TEXT UNDER STUDY:

# Totals from 31 Daily Worksheets

February 1999 Challenge: You have created a daily sales sheet in Excel. Each day, you paste a new worksheet into the workbook and give the sheet a name of 1 for Feb 1st, 2 for Feb 2nd, etc. At the end of the month, you have 28 sheets and want to total the sales, returns, and net sales for all 28 days on a new summary sheet. What is the fastest way to manage and enter this multi-sheet formula. To further complicate things, the total sales for each day may be on a different row. As always, better approaches to the problem as stated are acceptable.

## Results

Fellow Excel tipster Ole P. Erlandsen offered an interesting twist. He suggested that you create sheets named 1-31. Reformat the sheet so that the totals are in row 4. Headings are in row 5. The data starts in Row 6 and extends down as far as necessary. The formula for B4 on each sheet is: =SUM(B5:B100). Then, on the summary sheet, you can add up the daily totals with this slick formula: =SUM('1:31'!B4). I love this formula - it allows you to add up a cell from each sheet in a workbook. This is an excellent tip.

Update! In 2006, David Gilbertson from Australia sent in this cool solution...

INPUT DATA:
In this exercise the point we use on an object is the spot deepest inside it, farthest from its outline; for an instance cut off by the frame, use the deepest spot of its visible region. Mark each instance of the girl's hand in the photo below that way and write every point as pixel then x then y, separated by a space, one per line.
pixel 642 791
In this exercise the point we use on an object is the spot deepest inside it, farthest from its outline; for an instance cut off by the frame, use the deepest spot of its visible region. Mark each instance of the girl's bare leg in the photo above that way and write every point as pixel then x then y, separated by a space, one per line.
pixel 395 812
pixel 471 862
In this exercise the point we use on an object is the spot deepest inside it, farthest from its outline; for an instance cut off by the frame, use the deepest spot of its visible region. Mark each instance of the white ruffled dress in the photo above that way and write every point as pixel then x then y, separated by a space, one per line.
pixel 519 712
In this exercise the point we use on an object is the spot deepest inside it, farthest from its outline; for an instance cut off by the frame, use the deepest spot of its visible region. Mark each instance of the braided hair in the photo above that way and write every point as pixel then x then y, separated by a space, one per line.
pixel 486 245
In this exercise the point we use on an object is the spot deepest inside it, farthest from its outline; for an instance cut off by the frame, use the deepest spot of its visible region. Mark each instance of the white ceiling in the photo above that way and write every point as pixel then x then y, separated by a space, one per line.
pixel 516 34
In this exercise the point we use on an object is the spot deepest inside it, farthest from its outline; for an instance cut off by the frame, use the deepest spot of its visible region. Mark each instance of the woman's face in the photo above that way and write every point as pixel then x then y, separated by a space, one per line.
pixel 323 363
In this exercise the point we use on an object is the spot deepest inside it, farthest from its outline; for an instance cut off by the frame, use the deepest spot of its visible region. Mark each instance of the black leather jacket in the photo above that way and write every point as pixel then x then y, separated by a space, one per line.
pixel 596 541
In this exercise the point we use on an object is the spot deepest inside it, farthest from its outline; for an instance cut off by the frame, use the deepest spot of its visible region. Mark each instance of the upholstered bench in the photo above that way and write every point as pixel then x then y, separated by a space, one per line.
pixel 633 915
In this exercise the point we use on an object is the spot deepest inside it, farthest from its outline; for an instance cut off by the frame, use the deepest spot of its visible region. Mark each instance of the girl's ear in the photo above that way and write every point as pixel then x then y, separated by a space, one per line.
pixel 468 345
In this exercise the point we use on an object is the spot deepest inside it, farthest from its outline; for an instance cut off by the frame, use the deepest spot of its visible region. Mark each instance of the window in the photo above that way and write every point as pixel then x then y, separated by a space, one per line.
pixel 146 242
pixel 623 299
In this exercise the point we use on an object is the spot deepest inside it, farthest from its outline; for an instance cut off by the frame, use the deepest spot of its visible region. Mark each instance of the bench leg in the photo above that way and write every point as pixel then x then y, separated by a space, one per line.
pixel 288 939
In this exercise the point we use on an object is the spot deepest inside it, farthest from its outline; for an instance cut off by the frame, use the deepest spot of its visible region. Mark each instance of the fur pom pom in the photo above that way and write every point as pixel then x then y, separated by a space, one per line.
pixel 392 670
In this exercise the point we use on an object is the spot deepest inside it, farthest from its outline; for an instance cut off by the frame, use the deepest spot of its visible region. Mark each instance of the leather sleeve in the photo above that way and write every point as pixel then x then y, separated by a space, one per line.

EXERCISE DETAILS:
Resume the Excel tip about totaling daily worksheets, starting right after its final sentence.

RESPONSE FOR THIS EXERCISE:
"Having just been introduced to the joys of a TV show dedicated to Excel, I was drawn to your site where I started by browsing through your past challenges. Feb '99 struck me as one that deserved a much simpler answer. If I was looking for my total sales (column B) for all 28 sheets, then the formula on the final tab would be =SUM('1:28'!B5:B65536)/2. And that's it. If you take a set of numbers and their total and add them all together, then divide by two, you get the total. 7 years and 2 months isn't that late, really."

Yes - this is a great trick - using the old accounting trick that I talked about in podcast 241.

Michael Beary & Jeff Borek both submitted an admirable macro to do the job.

Jason Szumlanski gets the nod as this month's winner for his formula which answered the question as stated. The original problem said that the daily sales total could be on any given line of a worksheet. Jason set up a workbook with 32 sheets. Sheets were named 1, 2, 3, 4, . . ., 31, and summary. On the summary sheet, Jason entered the numbers 1-31 in cells A5:A35. His formula for cell B5, to find the daily sales total from the 1st of the month is as follows:

`=INDEX(INDIRECT("'"&\$A5&"'!\$A\$1:\$D\$20"),MATCH("Daily Total", INDIRECT("'"&\$A5&"'!\$A\$1:\$A\$20"),0),2)`

The INDIRECT function says to take the text argument and to treat it as a reference to a range. Jason concatenates apostrophes around the value in cell A5 to cleverly point to a specific worksheet.

The MATCH function returns the relative position of the words "Daily Total" in a range.

The INDEX function takes three arguments: A range of cells, the row position you want within that range, and the column position. Jason uses the result of the MATCH function to indicate the ROW and then hardcodes 2 for the column.

Jason's answer relies on three seldom understood or used functions in Excel. Congratulations to Jason and thanks to Ole, Mike, Jeff and Jason for submitting answers to this month's challenge.